- _GIVEN EXERCISE_:
Render the listing between the lines holding "Every instance of the dark navy" and "<point>274,255</point>", inclusive, as a two-column CSV with the columns instruction and points. Give one row per instruction with the points that follow it, and put each value in a single quoted field with any line breaks replaced by spaces.
——————
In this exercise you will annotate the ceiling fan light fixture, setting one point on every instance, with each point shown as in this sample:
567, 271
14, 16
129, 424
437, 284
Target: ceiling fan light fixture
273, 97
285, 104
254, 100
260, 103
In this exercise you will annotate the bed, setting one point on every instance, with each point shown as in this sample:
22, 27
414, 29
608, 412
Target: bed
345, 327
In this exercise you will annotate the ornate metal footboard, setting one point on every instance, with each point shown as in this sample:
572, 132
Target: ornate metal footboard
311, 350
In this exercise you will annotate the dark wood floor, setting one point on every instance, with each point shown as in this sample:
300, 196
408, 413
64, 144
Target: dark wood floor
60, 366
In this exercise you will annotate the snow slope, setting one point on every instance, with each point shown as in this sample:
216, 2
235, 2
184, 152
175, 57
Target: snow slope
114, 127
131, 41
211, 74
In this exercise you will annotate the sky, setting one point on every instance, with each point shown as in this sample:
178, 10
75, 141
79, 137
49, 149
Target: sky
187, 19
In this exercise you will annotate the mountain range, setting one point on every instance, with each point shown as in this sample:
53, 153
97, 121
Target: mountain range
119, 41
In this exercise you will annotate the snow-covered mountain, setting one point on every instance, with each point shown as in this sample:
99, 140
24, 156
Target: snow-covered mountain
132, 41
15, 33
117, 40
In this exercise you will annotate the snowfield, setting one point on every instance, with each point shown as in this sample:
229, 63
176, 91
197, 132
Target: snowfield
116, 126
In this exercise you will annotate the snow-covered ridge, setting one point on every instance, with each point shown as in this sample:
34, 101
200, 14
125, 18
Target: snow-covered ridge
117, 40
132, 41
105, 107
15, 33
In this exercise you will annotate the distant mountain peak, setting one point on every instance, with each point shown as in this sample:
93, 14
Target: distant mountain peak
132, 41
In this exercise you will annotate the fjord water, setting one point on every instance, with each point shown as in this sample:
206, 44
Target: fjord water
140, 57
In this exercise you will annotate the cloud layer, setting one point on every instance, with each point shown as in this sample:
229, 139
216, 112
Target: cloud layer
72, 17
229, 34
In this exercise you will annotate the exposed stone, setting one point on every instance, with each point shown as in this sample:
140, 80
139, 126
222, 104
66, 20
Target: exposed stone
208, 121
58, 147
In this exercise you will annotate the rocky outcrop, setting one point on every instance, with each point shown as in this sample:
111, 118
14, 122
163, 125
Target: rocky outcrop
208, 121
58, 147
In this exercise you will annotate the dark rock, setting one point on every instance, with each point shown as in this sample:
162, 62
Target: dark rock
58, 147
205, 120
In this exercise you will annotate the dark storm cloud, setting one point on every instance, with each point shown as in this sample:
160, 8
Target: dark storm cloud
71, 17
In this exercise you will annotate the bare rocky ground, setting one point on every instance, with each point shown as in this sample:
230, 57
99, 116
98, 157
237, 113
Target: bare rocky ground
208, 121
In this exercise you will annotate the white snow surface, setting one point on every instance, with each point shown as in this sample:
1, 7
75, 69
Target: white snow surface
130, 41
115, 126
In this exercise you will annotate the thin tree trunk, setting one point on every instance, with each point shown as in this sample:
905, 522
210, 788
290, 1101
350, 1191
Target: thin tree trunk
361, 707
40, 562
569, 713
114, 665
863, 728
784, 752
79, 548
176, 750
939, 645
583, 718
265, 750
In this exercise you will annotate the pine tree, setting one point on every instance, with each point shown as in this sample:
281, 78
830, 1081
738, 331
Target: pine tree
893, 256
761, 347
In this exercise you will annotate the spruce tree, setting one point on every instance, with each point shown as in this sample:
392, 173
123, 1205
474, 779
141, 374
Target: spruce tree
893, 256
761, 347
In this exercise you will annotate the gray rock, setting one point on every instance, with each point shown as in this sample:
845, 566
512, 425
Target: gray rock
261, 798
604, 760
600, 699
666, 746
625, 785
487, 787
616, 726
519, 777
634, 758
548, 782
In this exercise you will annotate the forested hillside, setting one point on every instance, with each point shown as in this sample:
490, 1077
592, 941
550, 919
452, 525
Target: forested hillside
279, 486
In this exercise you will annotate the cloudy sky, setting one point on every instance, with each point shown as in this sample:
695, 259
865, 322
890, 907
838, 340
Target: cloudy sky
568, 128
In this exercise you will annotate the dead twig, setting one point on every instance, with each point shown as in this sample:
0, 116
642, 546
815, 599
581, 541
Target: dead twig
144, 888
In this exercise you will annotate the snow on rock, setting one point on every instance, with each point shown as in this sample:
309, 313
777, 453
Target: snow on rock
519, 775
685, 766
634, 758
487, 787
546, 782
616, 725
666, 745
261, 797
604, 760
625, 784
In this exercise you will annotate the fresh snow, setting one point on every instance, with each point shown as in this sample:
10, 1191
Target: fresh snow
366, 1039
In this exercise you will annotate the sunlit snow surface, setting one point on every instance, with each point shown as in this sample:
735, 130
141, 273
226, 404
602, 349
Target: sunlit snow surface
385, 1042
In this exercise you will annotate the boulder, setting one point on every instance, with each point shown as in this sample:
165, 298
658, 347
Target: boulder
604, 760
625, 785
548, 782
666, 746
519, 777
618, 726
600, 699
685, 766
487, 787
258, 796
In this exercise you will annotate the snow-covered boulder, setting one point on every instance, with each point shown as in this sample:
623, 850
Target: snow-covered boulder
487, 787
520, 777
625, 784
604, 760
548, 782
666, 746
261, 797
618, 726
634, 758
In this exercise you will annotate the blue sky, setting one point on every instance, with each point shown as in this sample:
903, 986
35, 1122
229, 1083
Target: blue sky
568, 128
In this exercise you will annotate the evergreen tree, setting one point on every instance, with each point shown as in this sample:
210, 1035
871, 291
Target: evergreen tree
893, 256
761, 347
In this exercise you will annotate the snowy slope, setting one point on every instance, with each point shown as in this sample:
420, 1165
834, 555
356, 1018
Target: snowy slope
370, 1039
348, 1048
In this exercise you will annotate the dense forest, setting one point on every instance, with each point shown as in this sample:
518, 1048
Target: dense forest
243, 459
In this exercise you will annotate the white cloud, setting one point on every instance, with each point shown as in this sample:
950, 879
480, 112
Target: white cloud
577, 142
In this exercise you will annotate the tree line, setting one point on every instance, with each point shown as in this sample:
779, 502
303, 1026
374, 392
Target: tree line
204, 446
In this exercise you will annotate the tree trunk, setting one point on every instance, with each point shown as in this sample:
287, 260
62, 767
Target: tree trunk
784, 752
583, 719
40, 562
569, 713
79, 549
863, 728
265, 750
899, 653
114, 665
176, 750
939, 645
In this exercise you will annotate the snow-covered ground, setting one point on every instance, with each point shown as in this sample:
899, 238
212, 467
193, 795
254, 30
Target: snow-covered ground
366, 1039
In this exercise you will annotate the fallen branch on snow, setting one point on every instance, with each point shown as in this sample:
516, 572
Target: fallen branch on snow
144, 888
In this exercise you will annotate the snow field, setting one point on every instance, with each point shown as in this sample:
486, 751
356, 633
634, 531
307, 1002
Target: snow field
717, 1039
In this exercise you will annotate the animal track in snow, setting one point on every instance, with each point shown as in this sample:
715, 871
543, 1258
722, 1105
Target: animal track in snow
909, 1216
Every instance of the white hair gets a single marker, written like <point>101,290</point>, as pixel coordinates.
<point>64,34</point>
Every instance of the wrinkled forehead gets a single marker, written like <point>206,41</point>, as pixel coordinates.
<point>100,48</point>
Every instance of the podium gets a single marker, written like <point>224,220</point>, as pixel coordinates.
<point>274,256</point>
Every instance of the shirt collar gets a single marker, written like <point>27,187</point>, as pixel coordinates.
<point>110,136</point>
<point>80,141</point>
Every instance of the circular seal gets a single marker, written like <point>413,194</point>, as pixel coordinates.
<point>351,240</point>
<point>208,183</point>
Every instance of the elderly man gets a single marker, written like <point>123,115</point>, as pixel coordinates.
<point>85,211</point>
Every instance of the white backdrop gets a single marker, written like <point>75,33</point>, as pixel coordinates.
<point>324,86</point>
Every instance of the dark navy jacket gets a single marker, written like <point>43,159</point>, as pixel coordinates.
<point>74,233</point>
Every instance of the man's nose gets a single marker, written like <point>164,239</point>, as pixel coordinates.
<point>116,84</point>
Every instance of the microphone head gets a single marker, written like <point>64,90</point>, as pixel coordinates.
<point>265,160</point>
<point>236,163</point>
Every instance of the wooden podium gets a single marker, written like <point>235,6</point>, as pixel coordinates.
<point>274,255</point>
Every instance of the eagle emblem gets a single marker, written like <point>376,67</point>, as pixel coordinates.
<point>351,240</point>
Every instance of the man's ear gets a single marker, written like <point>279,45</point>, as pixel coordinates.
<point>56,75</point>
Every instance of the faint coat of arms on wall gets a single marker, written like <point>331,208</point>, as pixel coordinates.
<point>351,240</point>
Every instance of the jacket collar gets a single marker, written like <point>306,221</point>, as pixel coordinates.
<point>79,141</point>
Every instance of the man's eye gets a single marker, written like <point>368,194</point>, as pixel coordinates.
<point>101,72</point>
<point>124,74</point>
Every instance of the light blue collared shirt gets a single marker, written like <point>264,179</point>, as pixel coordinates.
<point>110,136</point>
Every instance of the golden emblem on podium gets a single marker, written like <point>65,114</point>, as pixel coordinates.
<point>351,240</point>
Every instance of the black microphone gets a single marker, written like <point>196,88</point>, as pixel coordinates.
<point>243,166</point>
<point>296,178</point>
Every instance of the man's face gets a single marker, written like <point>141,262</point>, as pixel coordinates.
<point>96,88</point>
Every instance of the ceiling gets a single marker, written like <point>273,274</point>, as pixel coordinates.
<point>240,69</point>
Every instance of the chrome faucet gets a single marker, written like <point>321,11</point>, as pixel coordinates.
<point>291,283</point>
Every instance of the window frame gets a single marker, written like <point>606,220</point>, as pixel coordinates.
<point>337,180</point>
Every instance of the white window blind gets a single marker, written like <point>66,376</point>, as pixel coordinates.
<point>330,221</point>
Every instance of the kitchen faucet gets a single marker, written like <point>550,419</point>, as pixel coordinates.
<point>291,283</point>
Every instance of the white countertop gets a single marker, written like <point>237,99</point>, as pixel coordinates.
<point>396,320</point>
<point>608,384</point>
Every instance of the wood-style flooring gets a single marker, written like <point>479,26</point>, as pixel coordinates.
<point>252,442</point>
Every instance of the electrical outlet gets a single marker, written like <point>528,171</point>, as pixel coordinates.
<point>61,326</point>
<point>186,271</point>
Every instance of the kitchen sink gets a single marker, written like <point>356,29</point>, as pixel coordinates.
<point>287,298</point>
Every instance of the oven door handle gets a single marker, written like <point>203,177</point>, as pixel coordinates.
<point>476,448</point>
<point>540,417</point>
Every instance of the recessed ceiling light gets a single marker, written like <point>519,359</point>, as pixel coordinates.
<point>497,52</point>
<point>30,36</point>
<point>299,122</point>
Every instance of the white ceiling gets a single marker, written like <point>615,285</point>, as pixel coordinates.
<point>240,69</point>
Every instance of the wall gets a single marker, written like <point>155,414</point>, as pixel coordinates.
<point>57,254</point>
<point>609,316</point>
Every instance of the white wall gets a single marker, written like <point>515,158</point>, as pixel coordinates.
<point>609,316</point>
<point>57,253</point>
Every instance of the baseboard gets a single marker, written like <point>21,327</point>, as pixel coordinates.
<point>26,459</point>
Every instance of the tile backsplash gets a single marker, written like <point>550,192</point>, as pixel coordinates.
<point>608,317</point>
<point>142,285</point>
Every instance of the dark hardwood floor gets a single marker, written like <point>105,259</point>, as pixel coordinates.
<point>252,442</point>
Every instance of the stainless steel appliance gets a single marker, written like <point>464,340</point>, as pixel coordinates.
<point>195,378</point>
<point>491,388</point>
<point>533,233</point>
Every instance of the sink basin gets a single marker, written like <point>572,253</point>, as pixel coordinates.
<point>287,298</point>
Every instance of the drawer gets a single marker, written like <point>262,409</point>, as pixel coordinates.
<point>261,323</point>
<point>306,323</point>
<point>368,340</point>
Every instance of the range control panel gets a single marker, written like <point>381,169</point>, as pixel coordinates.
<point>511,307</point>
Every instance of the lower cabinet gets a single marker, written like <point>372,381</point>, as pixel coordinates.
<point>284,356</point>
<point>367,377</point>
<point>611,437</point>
——————
- _WRITTEN RESPONSE_:
instruction,points
"Every instance of the dark navy jacket gets a single marker, written like <point>43,159</point>, as pixel coordinates.","<point>74,233</point>"
"Every instance of the man's nose gets a single marker, written like <point>164,239</point>, as pixel coordinates.","<point>116,84</point>"
"Every instance of the microphone head gets a single marker, written like <point>64,90</point>, as pixel coordinates.","<point>265,160</point> <point>236,163</point>"
"Every instance of the wooden podium gets a single marker, written like <point>235,6</point>, as pixel coordinates.","<point>274,255</point>"